\documentclass{article}
\begin{document}
\title{TWO KINDS OF PROBABILISTIC INDUCTION}
\author{Ray Solomonoff}
\date{Visiting Professor, Computer Learning Research
Center\\ Royal Holloway, University of London\\ Mailing Address:
P.O.B. 400404, Cambridge, Ma. 02140, U.S.A.\\
rjsolo@ieee.org}
\maketitle
\begin{abstract} Problems in probabilistic induction are of two
general kinds. In the first, we have a linearly ordered sequence
of symbols that must be extrapolated. In the second we want to
extrapolate an unordered set of finite strings.
A very general formal solution to the first kind of problem is
well known and much work has been done in obtaining good
approximations to it [LI 93, Ris 78, Ris 89, Sol 64a, Sol 64b,
Sol 78, Wal 68].
Though the second kind of problem is of much practical
importance, no general solution has been published. We present two
general solutions for unordered data.
We also show how machines can be constructed to summarize sequential
and unordered data in optimum ways.
\end{abstract}
\section{\underline{Introduction}}
In the early days of Algorithmic Probability ,
we felt that all problems in prediction could be put in the form of
the prediction of a sequence of digital symbols [Sol 64a, p.2]. Though
Algorithmic Probability solved the sequential prediction problem,
it hasn't been clear as to how it could be applied to many
problems in induction that did {\em not appear} to be sequential. The
present paper shows how to do this.

**Set task a**
Gather every line of the entries below that contains the string "outline", copying each one in full.

**Task data**
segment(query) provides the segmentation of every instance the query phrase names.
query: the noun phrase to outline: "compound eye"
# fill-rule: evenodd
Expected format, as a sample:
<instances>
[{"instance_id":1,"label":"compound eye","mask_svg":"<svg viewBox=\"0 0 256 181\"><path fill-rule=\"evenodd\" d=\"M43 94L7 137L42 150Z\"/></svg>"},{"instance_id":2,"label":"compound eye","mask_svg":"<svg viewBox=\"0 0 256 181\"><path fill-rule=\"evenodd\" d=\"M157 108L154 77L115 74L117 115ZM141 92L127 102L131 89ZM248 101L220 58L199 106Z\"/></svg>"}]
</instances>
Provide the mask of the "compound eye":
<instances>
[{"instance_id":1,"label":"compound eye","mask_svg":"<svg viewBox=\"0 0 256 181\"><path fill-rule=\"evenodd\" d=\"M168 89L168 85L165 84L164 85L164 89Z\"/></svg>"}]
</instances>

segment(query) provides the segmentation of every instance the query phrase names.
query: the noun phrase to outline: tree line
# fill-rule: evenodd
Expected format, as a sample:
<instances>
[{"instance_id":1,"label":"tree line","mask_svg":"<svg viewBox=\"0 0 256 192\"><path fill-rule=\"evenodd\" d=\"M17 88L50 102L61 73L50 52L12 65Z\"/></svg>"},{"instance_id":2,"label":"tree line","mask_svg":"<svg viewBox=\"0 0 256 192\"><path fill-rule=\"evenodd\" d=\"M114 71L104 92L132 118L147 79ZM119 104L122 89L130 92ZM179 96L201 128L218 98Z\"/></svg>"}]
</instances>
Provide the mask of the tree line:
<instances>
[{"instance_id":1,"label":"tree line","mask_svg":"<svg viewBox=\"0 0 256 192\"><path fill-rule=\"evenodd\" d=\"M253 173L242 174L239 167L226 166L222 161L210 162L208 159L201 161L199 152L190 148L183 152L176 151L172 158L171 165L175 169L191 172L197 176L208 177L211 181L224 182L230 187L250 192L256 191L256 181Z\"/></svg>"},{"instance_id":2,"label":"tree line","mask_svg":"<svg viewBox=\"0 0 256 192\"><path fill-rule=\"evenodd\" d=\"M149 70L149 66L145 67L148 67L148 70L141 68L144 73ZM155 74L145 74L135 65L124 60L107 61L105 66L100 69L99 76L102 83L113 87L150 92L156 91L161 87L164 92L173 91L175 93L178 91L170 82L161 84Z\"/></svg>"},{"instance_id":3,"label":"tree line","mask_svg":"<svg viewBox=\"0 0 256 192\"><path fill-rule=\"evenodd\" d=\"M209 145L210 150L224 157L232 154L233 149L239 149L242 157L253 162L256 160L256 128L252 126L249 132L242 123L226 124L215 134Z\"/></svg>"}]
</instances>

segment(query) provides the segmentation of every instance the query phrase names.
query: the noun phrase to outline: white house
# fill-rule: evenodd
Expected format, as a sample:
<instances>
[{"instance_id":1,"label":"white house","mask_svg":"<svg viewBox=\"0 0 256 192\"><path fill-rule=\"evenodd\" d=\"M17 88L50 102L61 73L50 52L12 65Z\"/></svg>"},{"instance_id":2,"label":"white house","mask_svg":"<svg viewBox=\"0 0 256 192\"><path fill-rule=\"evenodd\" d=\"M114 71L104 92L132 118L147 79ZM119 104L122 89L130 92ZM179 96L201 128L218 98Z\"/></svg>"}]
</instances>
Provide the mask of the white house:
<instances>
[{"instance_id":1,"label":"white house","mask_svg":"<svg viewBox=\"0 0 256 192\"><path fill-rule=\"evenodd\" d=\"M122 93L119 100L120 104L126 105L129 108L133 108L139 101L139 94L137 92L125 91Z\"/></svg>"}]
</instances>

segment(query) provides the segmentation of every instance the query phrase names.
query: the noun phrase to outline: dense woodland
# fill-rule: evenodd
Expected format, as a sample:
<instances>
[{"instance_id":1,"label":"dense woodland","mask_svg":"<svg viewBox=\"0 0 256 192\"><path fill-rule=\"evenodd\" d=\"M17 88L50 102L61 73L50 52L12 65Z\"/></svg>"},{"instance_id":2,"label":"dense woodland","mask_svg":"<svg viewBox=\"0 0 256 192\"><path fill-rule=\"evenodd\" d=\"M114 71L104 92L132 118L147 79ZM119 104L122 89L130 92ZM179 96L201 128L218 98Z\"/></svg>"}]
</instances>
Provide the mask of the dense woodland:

**Set task b**
List each reference key cited in the bracketed list within the abstract of the excerpt on probabilistic induction above.

**Final result a**
query: the noun phrase to outline: "compound eye"
query: the noun phrase to outline: tree line
query: the noun phrase to outline: white house
query: the noun phrase to outline: dense woodland

**Final result b**
LI 93
Ris 78
Ris 89
Sol 64a
Sol 64b
Sol 78
Wal 68